Collect every line of the items below that contains the word "white", matching case exactly.

--- start of EXERCISE INPUT ---

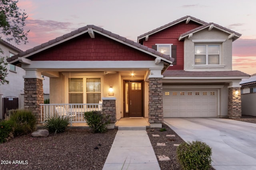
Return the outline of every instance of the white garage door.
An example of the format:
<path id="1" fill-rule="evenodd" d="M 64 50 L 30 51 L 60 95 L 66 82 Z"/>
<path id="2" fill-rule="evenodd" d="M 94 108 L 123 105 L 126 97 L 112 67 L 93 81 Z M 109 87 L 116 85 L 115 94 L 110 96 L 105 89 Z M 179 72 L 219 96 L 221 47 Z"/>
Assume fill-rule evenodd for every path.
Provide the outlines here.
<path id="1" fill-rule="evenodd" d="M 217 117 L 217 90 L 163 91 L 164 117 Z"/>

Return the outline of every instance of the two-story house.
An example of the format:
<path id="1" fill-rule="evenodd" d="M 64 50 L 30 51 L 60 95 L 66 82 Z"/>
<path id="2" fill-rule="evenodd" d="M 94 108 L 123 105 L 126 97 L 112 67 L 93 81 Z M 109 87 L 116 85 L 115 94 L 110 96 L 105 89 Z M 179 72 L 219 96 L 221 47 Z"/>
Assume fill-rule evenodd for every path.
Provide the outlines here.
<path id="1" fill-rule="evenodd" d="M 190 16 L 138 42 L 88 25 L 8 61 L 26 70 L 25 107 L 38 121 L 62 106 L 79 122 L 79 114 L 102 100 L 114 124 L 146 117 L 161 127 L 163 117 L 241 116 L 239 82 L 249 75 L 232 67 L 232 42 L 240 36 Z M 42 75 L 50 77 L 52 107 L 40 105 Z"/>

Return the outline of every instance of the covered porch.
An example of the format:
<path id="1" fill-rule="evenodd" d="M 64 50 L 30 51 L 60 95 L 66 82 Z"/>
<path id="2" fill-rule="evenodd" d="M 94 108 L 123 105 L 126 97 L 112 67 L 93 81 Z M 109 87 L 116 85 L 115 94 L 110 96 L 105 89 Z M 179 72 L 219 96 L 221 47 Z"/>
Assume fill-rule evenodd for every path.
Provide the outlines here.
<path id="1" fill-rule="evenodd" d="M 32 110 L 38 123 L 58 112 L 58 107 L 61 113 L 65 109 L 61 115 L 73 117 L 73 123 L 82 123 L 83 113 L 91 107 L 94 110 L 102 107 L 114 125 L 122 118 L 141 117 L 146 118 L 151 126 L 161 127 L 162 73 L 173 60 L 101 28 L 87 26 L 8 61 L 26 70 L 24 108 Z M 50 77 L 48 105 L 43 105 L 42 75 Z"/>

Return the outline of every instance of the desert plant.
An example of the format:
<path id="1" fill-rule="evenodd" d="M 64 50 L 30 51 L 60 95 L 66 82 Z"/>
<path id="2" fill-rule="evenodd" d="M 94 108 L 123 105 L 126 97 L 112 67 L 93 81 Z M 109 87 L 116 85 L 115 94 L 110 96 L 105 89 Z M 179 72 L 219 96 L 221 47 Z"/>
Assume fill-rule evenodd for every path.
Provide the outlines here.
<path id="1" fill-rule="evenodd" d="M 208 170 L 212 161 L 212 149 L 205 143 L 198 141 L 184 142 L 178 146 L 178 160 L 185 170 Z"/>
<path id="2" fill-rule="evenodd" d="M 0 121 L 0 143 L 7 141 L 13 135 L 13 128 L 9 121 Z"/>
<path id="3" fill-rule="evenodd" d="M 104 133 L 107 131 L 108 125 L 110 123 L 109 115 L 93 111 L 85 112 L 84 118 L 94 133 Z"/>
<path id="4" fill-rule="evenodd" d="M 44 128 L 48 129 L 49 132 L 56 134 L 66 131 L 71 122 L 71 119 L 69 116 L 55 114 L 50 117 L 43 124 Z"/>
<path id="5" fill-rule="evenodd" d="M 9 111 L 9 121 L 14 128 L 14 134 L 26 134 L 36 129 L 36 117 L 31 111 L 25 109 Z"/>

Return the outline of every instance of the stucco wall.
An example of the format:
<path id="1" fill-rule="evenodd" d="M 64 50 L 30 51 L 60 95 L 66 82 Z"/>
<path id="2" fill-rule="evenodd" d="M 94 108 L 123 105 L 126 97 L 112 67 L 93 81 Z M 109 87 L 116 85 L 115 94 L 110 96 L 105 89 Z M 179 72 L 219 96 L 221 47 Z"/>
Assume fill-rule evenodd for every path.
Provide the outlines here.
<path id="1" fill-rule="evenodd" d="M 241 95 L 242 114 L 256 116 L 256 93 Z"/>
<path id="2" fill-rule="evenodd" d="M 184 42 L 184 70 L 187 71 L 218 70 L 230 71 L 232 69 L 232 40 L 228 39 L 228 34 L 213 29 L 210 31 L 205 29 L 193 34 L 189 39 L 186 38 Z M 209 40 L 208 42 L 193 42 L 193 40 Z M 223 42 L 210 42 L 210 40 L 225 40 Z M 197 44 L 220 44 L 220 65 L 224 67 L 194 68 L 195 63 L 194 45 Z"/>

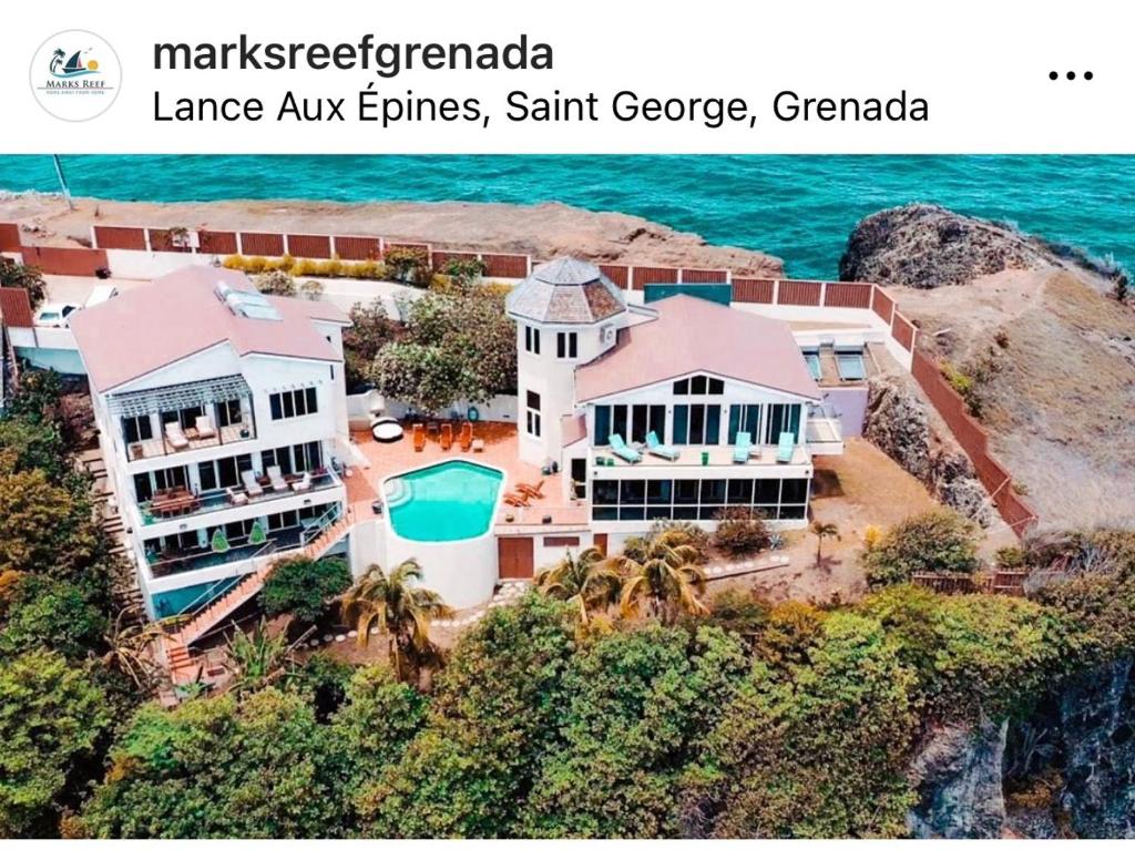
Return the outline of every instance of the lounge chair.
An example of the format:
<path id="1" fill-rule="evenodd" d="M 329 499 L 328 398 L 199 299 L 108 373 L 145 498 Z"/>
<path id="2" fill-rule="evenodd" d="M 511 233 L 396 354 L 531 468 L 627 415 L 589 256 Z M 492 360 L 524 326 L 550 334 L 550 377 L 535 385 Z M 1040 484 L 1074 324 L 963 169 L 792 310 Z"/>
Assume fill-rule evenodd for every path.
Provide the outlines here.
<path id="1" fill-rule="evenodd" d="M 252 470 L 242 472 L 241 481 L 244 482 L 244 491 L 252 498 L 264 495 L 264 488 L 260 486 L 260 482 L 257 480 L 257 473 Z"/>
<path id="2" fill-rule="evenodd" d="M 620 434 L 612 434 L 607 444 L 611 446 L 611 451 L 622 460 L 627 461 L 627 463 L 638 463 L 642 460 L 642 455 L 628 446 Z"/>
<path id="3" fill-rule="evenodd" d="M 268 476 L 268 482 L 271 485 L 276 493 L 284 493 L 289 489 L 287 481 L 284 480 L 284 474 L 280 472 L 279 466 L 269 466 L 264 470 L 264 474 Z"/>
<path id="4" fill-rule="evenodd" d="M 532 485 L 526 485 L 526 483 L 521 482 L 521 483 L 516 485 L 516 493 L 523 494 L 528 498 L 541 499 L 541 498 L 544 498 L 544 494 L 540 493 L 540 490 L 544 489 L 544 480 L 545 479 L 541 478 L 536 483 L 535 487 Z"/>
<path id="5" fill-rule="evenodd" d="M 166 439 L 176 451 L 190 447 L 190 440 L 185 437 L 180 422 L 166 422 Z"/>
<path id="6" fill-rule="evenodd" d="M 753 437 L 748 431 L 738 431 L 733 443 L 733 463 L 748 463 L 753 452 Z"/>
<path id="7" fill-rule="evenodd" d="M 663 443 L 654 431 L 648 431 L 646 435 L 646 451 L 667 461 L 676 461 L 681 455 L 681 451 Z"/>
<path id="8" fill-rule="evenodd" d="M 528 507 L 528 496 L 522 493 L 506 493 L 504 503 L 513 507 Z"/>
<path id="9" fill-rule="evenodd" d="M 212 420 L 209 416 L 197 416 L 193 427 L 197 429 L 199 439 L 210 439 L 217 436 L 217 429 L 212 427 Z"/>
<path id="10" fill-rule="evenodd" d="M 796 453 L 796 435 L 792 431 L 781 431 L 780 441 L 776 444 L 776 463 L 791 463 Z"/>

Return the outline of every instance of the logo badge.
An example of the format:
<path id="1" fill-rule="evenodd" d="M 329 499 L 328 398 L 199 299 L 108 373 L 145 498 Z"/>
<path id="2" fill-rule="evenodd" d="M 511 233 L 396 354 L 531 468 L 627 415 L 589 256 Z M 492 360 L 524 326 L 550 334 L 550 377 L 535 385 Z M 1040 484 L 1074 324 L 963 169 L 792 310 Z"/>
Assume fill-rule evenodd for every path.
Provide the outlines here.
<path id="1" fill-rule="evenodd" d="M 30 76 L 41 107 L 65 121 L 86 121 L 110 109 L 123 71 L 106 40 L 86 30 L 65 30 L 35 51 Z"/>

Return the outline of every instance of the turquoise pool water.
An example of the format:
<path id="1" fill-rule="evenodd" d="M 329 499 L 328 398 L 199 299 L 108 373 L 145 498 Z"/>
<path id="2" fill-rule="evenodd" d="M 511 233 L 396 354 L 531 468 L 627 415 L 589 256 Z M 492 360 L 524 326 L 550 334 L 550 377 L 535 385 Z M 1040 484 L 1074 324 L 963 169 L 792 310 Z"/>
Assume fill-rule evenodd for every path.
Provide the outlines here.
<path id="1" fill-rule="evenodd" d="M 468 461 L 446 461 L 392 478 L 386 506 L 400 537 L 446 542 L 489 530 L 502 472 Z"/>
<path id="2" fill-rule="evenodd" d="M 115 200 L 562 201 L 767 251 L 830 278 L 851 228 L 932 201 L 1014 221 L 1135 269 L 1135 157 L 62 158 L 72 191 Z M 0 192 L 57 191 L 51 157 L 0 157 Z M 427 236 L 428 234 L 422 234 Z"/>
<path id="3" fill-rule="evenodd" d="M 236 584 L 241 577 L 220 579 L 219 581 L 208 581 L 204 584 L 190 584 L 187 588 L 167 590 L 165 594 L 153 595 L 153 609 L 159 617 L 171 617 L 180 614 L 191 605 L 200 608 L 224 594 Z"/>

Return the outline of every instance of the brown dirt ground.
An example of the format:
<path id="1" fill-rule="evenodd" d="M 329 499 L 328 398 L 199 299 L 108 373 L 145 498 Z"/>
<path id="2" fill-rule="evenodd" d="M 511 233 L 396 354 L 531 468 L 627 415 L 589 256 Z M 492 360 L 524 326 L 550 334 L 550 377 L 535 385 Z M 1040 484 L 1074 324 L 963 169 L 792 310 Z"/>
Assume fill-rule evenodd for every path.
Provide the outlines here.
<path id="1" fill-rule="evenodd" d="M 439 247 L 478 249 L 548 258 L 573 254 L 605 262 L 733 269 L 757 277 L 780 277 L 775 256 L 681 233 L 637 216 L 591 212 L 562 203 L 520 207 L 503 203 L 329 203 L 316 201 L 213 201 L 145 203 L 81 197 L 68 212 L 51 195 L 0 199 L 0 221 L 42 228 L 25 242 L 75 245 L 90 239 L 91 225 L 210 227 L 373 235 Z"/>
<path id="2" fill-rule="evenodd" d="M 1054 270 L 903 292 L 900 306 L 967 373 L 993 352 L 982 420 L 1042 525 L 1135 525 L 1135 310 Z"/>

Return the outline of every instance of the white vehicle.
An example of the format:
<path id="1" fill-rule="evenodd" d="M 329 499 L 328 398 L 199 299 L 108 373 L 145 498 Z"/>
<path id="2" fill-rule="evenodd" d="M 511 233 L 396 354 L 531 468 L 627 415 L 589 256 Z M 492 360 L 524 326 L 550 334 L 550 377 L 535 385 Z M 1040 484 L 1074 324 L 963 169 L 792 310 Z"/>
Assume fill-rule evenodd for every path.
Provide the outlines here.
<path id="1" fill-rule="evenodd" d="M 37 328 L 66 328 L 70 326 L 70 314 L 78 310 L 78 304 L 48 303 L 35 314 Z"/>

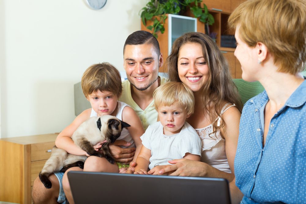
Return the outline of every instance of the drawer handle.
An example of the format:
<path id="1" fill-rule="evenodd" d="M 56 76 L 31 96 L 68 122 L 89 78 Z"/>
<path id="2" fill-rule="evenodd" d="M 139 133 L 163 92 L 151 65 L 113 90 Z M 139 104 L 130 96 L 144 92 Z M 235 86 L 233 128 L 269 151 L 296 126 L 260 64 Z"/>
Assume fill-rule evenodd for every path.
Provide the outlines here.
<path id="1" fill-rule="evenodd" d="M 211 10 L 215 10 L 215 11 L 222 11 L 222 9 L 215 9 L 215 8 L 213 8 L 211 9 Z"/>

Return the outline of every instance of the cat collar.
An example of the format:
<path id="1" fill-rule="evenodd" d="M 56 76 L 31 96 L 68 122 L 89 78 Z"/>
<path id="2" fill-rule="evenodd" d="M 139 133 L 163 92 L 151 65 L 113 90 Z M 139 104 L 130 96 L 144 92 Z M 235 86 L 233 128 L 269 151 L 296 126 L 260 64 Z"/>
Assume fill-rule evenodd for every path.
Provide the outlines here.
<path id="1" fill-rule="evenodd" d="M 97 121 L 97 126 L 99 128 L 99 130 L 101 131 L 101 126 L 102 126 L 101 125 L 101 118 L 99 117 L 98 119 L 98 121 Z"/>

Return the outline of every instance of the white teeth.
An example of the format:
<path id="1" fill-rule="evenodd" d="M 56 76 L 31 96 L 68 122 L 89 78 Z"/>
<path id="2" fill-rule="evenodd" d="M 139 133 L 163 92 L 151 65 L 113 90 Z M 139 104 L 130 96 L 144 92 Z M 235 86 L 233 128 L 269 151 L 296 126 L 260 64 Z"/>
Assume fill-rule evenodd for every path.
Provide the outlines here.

--- end of EXERCISE INPUT ---

COMPLETE OUTPUT>
Return the outline of every instance of the white garage door.
Return the outline of every instance of the white vehicle.
Return the outline of every instance of the white teeth.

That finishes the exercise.